■ Record list
──────────

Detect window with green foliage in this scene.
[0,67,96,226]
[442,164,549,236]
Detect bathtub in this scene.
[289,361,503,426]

──────────

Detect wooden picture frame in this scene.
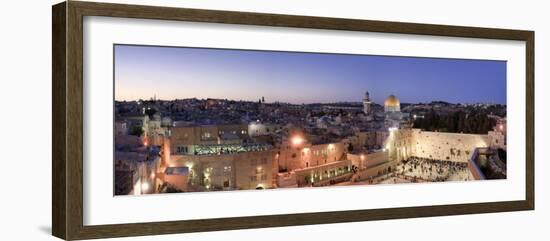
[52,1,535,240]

──────────

■ What to produce
Rewrite the records starting at the line containing "Detect window with" and ending at the line containing "[289,361,503,426]", keeping the requests. Scale every bounding box coordinate in the answers by 1.75, rounding to whole numbers with halves rounded up, and give back only those lines.

■ Answer to the task
Detect window with green foliage in this scene.
[0,117,168,396]
[774,287,961,413]
Detect bathtub in this scene.
[506,632,880,746]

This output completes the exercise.